* What to do:
Find the line containing "Locate the headlight", then output it and every line after it through the end of the listing below, exactly as written.

╭─ Data for this exercise

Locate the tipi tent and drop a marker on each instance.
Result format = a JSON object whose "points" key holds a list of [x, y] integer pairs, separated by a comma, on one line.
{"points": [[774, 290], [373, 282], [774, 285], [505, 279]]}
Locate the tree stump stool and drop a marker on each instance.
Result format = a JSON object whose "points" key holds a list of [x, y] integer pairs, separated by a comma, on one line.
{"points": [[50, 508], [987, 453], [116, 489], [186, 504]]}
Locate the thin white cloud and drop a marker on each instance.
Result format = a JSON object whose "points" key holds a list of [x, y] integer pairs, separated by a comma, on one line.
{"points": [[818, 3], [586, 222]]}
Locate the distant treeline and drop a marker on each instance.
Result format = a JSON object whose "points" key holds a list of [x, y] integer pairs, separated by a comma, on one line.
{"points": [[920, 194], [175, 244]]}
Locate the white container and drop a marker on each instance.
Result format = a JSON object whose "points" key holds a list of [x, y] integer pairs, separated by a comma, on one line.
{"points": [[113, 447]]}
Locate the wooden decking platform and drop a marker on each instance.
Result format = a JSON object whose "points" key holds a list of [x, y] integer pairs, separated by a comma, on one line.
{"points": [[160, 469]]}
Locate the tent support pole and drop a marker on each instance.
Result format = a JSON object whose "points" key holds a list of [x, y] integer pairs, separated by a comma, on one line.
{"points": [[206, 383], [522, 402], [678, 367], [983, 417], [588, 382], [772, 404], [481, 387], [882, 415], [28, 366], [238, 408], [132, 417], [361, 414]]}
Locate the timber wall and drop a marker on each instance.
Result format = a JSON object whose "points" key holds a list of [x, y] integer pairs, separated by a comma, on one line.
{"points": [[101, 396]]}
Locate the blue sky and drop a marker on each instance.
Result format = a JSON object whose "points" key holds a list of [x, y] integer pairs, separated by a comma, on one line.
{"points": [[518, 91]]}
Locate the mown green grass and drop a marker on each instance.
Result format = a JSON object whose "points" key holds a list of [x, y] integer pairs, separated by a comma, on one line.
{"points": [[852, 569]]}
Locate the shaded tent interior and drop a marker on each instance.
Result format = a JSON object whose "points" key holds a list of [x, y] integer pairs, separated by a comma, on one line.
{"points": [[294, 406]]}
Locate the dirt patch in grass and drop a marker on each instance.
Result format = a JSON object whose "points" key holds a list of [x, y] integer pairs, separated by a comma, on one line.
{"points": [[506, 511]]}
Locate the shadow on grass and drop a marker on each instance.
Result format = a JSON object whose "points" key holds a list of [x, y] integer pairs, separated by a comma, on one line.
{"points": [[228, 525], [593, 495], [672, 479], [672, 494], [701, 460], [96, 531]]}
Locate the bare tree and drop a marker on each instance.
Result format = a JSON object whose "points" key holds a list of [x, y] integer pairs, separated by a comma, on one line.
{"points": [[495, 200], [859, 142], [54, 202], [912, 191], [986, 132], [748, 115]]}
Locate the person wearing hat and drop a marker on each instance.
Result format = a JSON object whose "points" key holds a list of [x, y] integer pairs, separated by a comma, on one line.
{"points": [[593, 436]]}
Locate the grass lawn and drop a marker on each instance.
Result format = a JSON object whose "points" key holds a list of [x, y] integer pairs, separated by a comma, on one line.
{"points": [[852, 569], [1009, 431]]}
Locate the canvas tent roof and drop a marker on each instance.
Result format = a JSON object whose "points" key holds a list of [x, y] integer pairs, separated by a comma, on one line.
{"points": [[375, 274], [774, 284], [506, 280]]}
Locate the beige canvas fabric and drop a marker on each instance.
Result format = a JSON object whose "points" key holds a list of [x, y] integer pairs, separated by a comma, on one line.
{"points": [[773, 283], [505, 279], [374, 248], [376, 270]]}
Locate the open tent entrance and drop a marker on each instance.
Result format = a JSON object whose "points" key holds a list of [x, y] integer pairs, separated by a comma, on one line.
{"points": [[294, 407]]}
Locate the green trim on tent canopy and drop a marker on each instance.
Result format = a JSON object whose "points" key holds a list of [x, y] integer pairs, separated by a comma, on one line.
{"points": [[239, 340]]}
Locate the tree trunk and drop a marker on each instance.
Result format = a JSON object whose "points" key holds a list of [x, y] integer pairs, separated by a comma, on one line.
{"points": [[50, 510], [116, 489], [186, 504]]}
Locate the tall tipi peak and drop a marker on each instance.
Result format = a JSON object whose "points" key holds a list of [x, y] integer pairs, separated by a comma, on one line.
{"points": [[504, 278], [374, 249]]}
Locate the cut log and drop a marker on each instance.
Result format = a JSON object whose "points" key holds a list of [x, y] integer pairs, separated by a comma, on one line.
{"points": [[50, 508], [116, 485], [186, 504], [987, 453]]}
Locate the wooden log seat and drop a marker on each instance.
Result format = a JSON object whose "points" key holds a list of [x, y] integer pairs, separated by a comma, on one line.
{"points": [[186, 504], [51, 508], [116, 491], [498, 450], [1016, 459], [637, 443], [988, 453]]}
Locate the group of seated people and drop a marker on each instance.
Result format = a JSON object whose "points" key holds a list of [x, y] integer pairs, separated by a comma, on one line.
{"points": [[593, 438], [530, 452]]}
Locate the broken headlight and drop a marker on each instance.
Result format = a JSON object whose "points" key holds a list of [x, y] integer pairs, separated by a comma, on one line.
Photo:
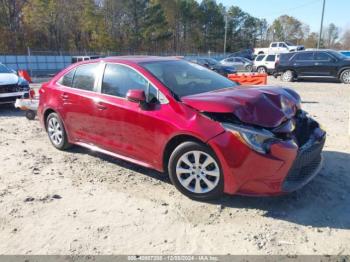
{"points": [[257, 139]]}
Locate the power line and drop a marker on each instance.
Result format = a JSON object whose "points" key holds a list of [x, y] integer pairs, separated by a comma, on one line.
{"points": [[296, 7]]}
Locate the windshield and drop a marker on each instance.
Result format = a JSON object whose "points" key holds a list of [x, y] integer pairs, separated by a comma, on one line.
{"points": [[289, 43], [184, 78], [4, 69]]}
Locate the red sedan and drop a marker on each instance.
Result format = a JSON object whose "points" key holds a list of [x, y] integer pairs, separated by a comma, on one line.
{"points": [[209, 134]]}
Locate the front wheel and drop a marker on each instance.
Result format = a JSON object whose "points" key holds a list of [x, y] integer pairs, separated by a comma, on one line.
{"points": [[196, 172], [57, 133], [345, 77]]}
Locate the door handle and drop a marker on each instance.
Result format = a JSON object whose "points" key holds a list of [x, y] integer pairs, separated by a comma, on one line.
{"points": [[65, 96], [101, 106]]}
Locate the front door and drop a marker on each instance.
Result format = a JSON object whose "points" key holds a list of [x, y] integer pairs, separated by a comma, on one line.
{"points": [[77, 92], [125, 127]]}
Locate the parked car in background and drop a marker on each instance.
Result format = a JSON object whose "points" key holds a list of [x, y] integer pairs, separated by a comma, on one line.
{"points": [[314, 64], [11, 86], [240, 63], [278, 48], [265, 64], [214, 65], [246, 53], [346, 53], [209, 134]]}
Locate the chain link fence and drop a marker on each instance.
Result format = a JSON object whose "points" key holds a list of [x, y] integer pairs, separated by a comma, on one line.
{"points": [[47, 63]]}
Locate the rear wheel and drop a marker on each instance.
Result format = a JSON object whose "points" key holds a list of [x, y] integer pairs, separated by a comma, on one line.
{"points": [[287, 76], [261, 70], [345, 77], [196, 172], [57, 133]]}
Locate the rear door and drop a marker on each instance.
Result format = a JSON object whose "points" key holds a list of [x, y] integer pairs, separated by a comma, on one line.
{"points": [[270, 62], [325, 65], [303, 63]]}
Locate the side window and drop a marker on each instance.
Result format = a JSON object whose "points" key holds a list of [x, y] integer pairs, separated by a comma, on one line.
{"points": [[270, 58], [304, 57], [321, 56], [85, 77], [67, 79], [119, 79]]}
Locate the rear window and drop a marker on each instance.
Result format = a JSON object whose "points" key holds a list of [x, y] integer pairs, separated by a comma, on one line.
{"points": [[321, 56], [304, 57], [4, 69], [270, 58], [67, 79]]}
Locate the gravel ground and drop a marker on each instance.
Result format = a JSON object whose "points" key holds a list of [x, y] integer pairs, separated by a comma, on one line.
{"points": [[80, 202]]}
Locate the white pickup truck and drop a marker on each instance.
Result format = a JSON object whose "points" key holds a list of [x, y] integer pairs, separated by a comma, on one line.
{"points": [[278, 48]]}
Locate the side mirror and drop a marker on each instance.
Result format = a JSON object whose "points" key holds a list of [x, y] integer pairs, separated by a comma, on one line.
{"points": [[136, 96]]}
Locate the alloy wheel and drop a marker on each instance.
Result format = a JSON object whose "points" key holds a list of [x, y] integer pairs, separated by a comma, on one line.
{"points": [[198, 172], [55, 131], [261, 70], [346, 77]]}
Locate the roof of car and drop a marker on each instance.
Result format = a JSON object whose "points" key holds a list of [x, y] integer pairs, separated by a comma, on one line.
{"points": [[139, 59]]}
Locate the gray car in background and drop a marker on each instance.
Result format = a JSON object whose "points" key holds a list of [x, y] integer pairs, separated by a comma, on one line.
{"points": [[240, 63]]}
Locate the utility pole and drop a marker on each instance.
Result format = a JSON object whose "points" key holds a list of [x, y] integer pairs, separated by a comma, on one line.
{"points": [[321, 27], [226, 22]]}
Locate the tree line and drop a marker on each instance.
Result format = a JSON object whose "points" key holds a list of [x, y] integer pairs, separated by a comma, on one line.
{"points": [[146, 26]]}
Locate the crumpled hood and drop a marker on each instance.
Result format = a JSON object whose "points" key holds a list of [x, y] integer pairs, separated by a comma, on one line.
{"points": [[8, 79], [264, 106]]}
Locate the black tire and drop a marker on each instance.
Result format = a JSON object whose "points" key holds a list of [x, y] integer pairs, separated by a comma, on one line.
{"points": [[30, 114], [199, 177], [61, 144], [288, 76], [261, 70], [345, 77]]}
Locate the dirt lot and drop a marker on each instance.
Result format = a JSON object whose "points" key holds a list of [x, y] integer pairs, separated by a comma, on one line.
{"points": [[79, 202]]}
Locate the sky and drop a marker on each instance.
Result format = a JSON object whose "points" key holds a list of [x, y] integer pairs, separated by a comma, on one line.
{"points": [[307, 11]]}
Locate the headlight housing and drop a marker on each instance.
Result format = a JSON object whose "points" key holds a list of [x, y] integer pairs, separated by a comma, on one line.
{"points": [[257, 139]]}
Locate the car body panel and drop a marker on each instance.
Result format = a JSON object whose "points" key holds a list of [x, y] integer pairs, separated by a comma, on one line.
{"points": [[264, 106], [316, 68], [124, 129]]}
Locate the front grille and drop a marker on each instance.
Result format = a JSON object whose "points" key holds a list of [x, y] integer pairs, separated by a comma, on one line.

╰─

* Exercise response:
Locate the headlight housing and drop a marker on each instance.
Result format = a JSON object whose "points" key holds a list of [x, y] integer pairs, separated by a comma, on one line.
{"points": [[257, 139]]}
Locate the car body panel and drop a marker on each instance.
Result format = a JSON object whose "points" key holds a list of [x, y] integer pairs, separated by a comma, on one line.
{"points": [[264, 106], [316, 68], [124, 129]]}
Locate the front grille and drop a marker on each instance.
Result format = a JSON object whose "points" key holds a list of [x, y] integer pairs, separated by a comma, on one line.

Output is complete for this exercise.